Task directions:
In the entries below, which lines run from the one with "Task: point at the green t-shirt." through the one with "Task: point at the man with"? Repeat exactly those, both included, and no pictures.

========================

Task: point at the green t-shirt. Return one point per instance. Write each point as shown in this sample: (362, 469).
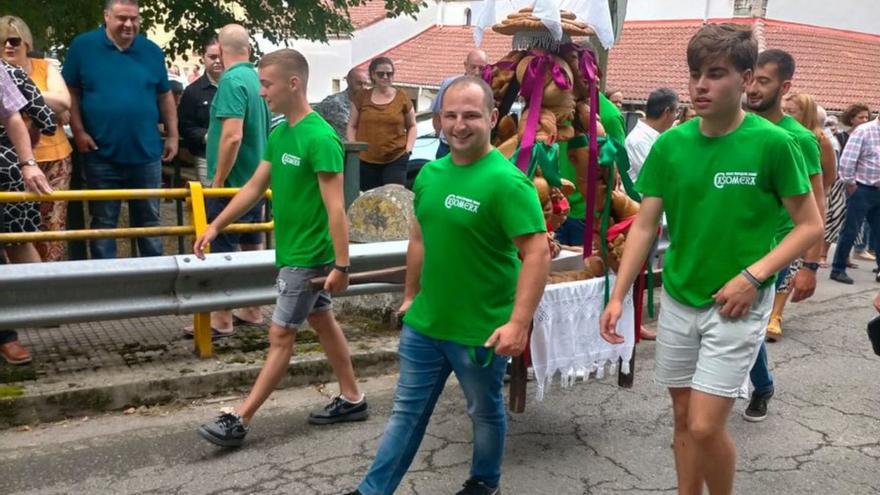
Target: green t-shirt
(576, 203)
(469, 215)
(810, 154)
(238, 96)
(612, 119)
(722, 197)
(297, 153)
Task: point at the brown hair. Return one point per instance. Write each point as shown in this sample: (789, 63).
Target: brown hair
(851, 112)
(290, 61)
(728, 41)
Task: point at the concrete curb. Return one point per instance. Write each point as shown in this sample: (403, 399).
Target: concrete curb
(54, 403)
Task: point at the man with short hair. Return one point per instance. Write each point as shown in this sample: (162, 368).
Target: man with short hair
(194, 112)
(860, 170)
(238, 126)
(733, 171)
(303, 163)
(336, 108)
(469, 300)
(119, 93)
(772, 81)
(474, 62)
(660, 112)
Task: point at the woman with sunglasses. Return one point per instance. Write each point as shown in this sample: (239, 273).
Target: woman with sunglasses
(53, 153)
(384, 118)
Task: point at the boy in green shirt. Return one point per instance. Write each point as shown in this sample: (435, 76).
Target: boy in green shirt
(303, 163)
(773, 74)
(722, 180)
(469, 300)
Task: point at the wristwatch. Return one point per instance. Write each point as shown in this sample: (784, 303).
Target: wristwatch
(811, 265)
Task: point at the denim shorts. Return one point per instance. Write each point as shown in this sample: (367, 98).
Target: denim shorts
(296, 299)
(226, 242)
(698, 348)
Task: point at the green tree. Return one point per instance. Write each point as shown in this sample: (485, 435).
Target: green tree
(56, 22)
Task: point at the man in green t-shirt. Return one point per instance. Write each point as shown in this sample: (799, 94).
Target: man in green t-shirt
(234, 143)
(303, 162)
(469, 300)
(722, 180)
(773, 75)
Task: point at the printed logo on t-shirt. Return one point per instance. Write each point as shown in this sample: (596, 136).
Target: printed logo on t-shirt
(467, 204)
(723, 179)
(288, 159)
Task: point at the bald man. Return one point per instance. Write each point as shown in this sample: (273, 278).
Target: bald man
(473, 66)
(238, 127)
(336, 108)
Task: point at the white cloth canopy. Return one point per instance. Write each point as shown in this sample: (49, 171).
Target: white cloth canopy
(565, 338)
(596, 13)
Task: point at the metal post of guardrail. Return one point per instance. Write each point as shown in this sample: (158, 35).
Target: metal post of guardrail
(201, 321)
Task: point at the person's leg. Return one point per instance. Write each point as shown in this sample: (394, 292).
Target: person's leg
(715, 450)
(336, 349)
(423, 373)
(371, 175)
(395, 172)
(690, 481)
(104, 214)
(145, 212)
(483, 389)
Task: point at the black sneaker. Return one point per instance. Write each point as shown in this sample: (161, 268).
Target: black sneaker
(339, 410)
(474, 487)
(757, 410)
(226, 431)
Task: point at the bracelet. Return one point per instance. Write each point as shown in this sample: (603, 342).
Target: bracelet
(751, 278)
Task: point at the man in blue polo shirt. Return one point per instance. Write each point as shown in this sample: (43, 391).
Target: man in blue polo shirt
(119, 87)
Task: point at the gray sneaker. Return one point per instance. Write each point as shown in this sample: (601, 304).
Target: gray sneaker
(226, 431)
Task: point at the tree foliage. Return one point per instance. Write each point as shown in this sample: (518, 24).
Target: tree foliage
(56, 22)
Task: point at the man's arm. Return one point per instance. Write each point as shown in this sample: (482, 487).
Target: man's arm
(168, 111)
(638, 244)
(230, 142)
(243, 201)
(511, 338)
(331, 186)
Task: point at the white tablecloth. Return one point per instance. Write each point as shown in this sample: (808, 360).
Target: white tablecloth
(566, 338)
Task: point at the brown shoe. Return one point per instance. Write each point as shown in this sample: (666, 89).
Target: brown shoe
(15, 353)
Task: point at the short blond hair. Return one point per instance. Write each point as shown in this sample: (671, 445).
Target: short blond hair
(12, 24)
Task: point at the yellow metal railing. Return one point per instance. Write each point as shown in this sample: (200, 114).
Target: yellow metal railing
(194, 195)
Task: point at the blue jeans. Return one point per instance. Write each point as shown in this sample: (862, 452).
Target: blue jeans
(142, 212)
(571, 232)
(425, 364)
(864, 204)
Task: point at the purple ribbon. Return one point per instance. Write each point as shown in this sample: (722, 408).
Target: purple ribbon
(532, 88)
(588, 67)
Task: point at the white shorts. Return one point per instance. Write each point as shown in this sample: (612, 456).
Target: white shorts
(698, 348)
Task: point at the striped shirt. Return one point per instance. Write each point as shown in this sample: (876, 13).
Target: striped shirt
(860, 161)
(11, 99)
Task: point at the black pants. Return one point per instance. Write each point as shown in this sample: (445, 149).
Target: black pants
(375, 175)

========================

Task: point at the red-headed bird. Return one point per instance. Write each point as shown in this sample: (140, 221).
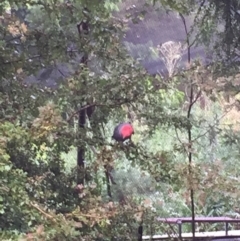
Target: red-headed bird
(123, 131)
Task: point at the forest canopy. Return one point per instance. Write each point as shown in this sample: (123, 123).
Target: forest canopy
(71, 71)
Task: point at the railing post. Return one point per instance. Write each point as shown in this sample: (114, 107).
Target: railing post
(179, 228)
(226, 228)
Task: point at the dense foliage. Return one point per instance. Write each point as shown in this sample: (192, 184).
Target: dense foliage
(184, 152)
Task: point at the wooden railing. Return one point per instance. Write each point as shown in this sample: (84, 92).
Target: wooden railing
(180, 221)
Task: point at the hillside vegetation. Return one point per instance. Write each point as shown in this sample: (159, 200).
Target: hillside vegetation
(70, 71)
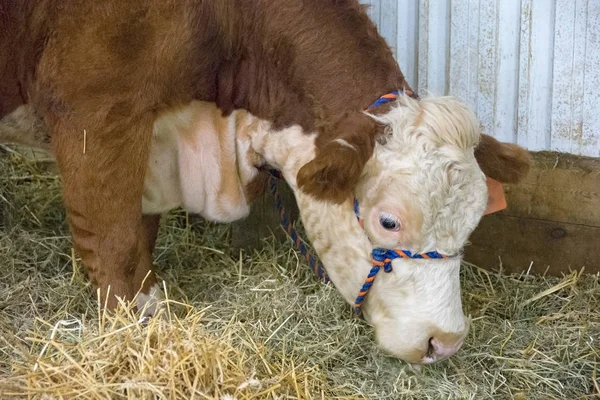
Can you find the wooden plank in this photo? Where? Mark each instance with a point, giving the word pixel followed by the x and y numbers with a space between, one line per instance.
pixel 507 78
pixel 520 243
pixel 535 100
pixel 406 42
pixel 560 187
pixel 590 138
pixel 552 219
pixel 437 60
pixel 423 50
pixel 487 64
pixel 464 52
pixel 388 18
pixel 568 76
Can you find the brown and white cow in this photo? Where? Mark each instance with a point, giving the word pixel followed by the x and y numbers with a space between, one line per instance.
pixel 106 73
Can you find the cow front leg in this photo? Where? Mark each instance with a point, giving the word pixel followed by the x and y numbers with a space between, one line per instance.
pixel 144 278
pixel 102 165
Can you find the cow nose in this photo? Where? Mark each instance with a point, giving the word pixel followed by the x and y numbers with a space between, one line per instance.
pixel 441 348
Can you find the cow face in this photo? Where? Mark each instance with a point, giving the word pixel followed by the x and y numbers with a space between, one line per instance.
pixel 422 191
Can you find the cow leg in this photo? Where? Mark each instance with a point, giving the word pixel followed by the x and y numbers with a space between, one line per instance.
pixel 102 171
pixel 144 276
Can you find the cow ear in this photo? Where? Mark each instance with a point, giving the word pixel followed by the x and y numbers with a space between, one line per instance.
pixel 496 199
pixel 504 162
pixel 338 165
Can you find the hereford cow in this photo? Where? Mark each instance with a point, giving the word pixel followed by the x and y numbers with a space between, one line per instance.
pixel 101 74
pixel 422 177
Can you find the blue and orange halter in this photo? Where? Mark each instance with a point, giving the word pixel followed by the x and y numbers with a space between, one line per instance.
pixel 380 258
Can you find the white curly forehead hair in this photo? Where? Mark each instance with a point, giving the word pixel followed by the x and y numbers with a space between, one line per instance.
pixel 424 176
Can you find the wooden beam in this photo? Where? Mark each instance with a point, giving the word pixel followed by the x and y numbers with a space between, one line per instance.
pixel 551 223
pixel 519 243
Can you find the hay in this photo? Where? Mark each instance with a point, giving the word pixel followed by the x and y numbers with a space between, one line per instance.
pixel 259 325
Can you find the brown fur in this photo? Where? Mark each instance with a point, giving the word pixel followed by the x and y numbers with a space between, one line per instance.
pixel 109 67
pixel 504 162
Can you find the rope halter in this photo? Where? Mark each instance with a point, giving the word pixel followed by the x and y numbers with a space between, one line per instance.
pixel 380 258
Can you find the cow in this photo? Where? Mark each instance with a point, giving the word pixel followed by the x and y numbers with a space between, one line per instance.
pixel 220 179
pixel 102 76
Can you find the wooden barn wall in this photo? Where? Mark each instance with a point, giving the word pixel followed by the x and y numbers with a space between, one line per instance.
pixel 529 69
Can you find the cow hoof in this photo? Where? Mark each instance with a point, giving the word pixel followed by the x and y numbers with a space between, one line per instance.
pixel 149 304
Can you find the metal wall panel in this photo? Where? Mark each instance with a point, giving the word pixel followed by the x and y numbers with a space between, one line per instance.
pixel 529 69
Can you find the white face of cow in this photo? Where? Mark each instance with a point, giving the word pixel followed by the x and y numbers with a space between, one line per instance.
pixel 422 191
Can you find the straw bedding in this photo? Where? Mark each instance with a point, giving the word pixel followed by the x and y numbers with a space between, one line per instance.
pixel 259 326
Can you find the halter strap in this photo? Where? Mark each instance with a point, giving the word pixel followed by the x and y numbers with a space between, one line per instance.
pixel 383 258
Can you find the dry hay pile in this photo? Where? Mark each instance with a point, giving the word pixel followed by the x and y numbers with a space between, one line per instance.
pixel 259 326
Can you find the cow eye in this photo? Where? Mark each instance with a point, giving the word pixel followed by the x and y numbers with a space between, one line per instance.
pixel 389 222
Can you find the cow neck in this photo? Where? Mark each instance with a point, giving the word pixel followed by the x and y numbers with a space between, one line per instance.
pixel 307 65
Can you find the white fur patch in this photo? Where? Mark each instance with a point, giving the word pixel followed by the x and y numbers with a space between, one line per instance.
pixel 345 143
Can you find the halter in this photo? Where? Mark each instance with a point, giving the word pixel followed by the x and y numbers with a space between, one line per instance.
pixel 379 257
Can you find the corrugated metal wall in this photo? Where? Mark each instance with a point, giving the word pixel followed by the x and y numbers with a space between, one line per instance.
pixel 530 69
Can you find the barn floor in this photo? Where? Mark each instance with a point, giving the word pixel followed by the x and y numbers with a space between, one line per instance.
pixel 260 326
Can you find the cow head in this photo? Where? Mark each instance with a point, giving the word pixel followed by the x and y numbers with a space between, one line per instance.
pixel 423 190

========================

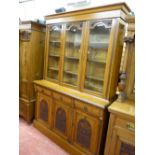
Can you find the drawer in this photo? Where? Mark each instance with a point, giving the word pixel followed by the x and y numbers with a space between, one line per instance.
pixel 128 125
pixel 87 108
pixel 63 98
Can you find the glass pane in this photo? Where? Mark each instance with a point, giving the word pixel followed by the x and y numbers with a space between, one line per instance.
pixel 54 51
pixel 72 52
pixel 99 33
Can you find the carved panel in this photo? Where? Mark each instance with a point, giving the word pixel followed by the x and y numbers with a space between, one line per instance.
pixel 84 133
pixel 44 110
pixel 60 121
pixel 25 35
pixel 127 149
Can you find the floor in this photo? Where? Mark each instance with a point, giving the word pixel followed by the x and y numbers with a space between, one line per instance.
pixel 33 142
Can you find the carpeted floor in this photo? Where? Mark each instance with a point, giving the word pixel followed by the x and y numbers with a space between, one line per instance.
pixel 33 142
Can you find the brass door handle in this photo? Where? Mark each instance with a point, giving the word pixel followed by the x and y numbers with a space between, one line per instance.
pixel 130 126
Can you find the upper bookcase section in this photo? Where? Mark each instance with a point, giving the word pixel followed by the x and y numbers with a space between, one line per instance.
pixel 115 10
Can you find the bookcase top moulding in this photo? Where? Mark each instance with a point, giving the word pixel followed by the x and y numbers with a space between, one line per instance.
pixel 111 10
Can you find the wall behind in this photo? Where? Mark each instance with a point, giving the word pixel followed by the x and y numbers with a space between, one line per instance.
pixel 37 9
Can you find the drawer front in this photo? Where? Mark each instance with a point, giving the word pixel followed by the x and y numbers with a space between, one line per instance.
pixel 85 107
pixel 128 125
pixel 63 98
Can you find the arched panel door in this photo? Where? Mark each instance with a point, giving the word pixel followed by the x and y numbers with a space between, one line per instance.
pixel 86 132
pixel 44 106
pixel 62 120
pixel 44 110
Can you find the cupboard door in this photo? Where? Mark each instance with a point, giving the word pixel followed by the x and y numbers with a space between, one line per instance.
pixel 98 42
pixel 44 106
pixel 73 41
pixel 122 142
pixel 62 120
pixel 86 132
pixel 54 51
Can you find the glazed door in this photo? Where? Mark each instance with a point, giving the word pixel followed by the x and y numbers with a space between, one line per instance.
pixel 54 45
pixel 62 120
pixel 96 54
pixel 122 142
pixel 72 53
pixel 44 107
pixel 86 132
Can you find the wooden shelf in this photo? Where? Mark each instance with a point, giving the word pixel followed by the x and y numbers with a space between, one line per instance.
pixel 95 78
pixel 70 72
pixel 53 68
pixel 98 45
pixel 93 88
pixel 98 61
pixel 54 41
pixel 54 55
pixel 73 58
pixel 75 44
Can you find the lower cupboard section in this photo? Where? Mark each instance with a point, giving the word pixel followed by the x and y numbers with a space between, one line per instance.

========================

Task output:
Task: point at the green t-shirt. Return one point per instance. Write each point as shown in this sample: (362, 469).
Target: green t-shirt
(576, 203)
(469, 215)
(810, 154)
(238, 96)
(612, 119)
(722, 197)
(297, 153)
Task: point at the brown hair. Return one point per instance. Write each point as shown in this sample: (789, 63).
Target: brown hair
(851, 112)
(290, 61)
(728, 41)
Task: point at the concrete curb. Return one point per instance. Write each point as shown in this sample: (403, 399).
Target: concrete curb
(54, 403)
Task: point at the man with short hair. Return one point per instance. Write each point as shown in this sample: (162, 368).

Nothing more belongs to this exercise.